### Texte source
========================================

L'Est et l'Ouest fusionnent dans Big Hero 6, film d'animation familial où Disney utilise des personnages de l'écurie Marvel. Un monumental mash-up où Tokyo se mêle à San Francisco, accouchant de San Fransokyo, et où le style manga est apprêté à la sauce Oncle Walt.

Un pari audacieux que prend le studio assez traditionnel qui a vu naître The Little Mermaid, Mulan, Wreck-It Ralph et autres Frozen. Un pari qui ne pouvait être relevé avec succès qu'en ayant à sa barre des créateurs ayant les coudées franches. Or on sait que Marvel est très protecteur de son «univers». Pas un hasard si la première incursion animée de la puissante souris chez le géant du comic book se fait par l'intermédiaire d'une série peu connue.

C'est pendant qu'il travaillait sur Winnie the Pooh, que Don Hall (qui réalise Big Hero 6 avec Chris Williams) a approché John Lasseter, directeur créatif chez Disney et Pixar, pour évoquer la possibilité d'explorer l'univers Marvel (dont, enfant et adolescent, il était fou) à sa manière. Comprendre pour la famille et en animation.

========================================

### Tâches demandées
A: Remplacez « pari » par « défi » dans le passage de l'article sur Big Hero 6 qui commence à « L'Est et l'Ouest » et se termine à « série peu connue. », puis recopiez ce passage.
B: Rédigez la suite de l'article sur Big Hero 6 en partant de sa dernière phrase.

### Enregistrements
========================================

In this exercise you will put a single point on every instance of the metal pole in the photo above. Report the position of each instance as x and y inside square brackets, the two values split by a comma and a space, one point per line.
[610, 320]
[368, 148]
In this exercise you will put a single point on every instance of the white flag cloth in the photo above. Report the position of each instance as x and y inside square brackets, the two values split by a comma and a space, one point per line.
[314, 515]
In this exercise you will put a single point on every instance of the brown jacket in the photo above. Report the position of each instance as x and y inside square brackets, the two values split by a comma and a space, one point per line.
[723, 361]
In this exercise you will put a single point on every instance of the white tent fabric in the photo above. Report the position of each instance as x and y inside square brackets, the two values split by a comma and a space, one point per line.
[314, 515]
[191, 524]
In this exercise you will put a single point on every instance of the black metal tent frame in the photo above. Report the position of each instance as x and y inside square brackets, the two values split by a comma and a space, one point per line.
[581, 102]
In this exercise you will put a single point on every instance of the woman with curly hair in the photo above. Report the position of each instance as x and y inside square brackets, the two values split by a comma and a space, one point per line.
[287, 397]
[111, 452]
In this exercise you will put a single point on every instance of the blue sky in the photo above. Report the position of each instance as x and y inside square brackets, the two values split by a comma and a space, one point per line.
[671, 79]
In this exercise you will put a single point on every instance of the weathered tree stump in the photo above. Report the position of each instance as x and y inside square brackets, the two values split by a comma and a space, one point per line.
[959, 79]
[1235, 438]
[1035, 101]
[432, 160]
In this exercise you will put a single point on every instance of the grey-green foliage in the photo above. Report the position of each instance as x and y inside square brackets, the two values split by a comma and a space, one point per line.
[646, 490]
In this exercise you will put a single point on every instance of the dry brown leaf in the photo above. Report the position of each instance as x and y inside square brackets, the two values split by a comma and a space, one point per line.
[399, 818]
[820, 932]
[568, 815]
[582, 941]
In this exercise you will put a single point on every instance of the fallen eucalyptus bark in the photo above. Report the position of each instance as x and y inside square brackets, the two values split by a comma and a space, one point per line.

========================================

### Réponses
A:
L'Est et l'Ouest fusionnent dans Big Hero 6, film d'animation familial où Disney utilise des personnages de l'écurie Marvel. Un monumental mash-up où Tokyo se mêle à San Francisco, accouchant de San Fransokyo, et où le style manga est apprêté à la sauce Oncle Walt.

Un défi audacieux que prend le studio assez traditionnel qui a vu naître The Little Mermaid, Mulan, Wreck-It Ralph et autres Frozen. Un défi qui ne pouvait être relevé avec succès qu'en ayant à sa barre des créateurs ayant les coudées franches. Or on sait que Marvel est très protecteur de son «univers». Pas un hasard si la première incursion animée de la puissante souris chez le géant du comic book se fait par l'intermédiaire d'une série peu connue.

B:
Son but était de faire un film Disney possédant l'ADN Marvel.

Ayant eu l'approbation du grand manitou du studio, il a fouillé dans la réserve où dorment de nombreux et lointains cousins de Thor, Captain America et autres Avengers. En extrayant cinq projets. C'est la tradition: quand on «pitche», chez Disney, on «pitche» au moins trois idées. «Mais Big Hero 6 me semblait le plus prometteur: il y avait là une saveur unique, une possibilité de jouer avec plusieurs émotions», notait le réalisateur lors de rencontres de presse tenues aux studios Walt Disney Animation, à Burbank. «C'était aussi le moins développé. Et le plus obscur.»

D'où la liberté créative accordée à Don Hall et ses troupes. «Ils lui ont dit: «Fais ce que tu veux avec!»», rigole Scott Adsit (30 Rock), lui-même collectionneur de comic books... qui avoue n'avoir jamais entendu parler de Big Hero 6 avant d'être invité à faire la voix de Baymax (que Paul Doucet double au Québec).

Qui? Baymax. Dans cette version revue et corrigée et «rajeunie» par les scénaristes Robert L. Laird et Daniel Jenson, c'est un robot médecin. Il a été créé par un jeune inventeur prometteur, Tadashi. Lequel est malheureusement tué dans un terrible accident. Sa disparition anéantit son frère, Hiro. Un pur génie de la robotique à peine âgé de 14 ans.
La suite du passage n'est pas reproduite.